BEGIN Material supplied
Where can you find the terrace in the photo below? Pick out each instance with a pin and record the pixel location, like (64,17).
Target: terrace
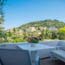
(49,52)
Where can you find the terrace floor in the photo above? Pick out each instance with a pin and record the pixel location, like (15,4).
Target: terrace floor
(51,62)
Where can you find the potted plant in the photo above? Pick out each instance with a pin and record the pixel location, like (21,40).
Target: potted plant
(32,40)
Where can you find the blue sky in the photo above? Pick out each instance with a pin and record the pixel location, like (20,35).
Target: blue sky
(18,12)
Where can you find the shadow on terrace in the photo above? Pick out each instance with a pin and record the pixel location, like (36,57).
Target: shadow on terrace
(44,53)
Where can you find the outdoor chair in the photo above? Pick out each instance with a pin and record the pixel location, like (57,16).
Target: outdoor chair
(15,57)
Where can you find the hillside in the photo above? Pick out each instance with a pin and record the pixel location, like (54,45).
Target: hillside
(44,23)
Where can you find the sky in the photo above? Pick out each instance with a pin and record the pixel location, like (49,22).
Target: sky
(19,12)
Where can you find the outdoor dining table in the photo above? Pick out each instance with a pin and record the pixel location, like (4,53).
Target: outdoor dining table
(33,50)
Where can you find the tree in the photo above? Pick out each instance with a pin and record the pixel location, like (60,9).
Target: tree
(61,33)
(2,34)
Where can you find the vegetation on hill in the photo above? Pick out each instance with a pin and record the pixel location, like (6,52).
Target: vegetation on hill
(44,23)
(47,29)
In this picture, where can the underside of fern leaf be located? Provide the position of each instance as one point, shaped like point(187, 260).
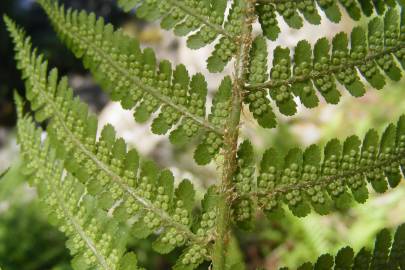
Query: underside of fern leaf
point(134, 77)
point(376, 54)
point(303, 179)
point(388, 254)
point(95, 239)
point(295, 12)
point(121, 183)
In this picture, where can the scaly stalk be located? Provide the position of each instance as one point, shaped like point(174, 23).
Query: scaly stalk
point(231, 139)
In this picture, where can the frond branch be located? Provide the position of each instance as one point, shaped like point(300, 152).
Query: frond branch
point(371, 57)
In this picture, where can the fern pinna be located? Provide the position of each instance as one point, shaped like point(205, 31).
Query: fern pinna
point(101, 193)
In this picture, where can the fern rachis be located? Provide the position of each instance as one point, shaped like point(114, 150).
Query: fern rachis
point(116, 195)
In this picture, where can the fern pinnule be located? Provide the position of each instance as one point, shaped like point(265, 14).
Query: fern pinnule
point(373, 53)
point(112, 174)
point(302, 179)
point(95, 239)
point(202, 21)
point(133, 77)
point(290, 10)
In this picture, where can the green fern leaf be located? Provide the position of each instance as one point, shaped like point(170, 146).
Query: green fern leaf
point(293, 11)
point(94, 239)
point(112, 175)
point(133, 76)
point(373, 54)
point(301, 180)
point(386, 255)
point(201, 21)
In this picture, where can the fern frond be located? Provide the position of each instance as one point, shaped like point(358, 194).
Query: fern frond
point(294, 12)
point(113, 175)
point(302, 179)
point(202, 21)
point(373, 54)
point(95, 240)
point(133, 77)
point(388, 254)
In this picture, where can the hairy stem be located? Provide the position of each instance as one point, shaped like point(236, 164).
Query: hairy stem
point(231, 139)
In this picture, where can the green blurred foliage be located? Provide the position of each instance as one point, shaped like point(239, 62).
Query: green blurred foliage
point(27, 241)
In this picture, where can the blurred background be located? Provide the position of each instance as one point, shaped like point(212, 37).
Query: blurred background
point(27, 241)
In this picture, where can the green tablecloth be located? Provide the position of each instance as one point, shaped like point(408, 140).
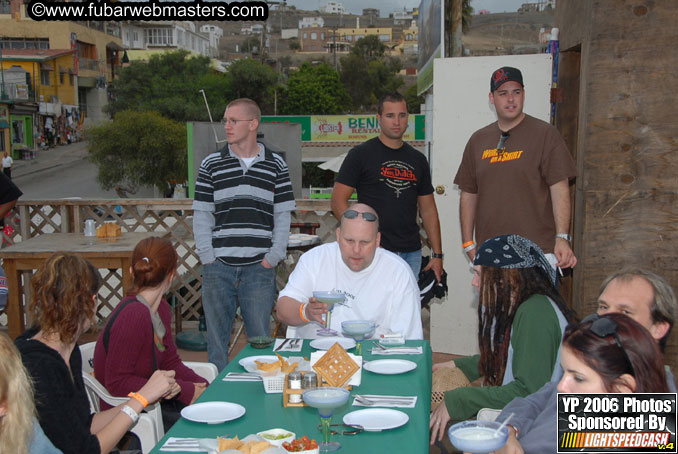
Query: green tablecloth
point(266, 411)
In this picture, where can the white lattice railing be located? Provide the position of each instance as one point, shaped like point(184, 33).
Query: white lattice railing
point(33, 218)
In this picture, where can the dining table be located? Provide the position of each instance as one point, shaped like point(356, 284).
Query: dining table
point(266, 411)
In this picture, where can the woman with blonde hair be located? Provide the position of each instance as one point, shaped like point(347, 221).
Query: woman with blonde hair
point(63, 304)
point(19, 431)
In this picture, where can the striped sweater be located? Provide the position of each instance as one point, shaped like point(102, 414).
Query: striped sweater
point(242, 214)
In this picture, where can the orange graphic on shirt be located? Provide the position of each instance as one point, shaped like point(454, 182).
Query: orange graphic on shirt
point(496, 156)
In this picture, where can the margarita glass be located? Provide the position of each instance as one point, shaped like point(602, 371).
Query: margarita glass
point(326, 399)
point(329, 298)
point(478, 437)
point(358, 330)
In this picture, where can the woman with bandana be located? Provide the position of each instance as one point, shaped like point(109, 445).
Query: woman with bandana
point(521, 320)
point(137, 339)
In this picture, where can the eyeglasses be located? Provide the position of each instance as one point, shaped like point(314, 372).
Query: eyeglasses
point(501, 145)
point(356, 429)
point(233, 121)
point(352, 214)
point(603, 327)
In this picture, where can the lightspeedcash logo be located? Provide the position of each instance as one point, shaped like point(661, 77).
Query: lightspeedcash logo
point(154, 10)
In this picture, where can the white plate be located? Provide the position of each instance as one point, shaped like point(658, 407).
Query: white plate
point(390, 366)
point(377, 419)
point(327, 342)
point(249, 362)
point(213, 412)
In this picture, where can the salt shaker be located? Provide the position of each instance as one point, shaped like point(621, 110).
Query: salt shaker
point(310, 380)
point(294, 382)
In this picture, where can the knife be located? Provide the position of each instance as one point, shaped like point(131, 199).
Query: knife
point(281, 345)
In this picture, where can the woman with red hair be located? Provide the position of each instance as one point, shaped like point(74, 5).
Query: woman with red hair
point(137, 339)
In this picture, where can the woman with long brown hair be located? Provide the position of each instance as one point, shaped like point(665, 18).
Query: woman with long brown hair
point(63, 304)
point(603, 354)
point(137, 339)
point(521, 321)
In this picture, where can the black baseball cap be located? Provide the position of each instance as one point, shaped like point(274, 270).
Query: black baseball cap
point(505, 74)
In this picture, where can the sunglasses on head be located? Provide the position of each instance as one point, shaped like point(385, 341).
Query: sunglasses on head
point(603, 327)
point(352, 214)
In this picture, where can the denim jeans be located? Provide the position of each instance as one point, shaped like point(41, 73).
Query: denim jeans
point(224, 287)
point(414, 260)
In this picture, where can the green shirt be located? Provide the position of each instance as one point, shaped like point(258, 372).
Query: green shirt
point(535, 338)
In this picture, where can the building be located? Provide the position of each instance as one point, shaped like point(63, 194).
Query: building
point(333, 8)
point(142, 38)
point(371, 12)
point(95, 49)
point(214, 34)
point(307, 22)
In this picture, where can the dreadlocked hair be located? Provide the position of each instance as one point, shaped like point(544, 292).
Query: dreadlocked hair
point(502, 291)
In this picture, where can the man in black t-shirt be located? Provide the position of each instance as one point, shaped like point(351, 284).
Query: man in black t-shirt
point(393, 178)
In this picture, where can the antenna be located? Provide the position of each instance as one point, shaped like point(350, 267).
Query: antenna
point(216, 139)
END Material supplied
What the exercise asks:
Please transcribe exactly the lines above from the line that has "Query: white plate" up to and including the line that has "In this picture, where can the dreadlocked"; no other line belongs in the answer.

The answer:
Query: white plate
point(390, 366)
point(377, 419)
point(327, 342)
point(249, 362)
point(213, 412)
In this picture, where can the salt shaker be located? Provide the position of each instance as one point, shaped like point(621, 110).
Query: salt shaker
point(310, 380)
point(294, 382)
In this picture, where can the knife be located? Provide the position of each instance as one point, shaped like point(131, 199).
Query: knife
point(281, 345)
In this picture, where can the woman with red hair be located? Provide the position of each instance as one point, shaped like point(74, 5).
Query: woman with red hair
point(137, 339)
In this picture, where can the woman with long brown hair be located? Provide the position of each instance as one point, shaped like point(665, 18).
Query: woman with long brown hair
point(63, 304)
point(603, 354)
point(137, 339)
point(521, 321)
In this picture, where can the black baseball cap be located? Provide the position of each instance as one point, shaped like point(274, 270).
Query: black baseball cap
point(505, 74)
In this picture, where can the sunglasses on head be located? Provide the position of each instance as one point, shaped like point(385, 341).
Query: sunglasses on head
point(603, 327)
point(352, 214)
In this picture, where can the denim jeans be located? Provide the position of each instance as one point, shaped like point(41, 73).
Query: denim jeans
point(224, 287)
point(414, 260)
In this picture, where can the green shirt be located? Provide the position of each instance as one point, shaped like point(258, 372).
Query: green shirt
point(535, 338)
In this picture, where can the building be located? Provide the position of each instance as one point, shaped like point(63, 194).
Query: building
point(333, 8)
point(142, 38)
point(371, 12)
point(95, 49)
point(214, 34)
point(307, 22)
In this picture, where can the dreadlocked hair be located? Provide the position of each instance as one point, shaped like point(544, 292).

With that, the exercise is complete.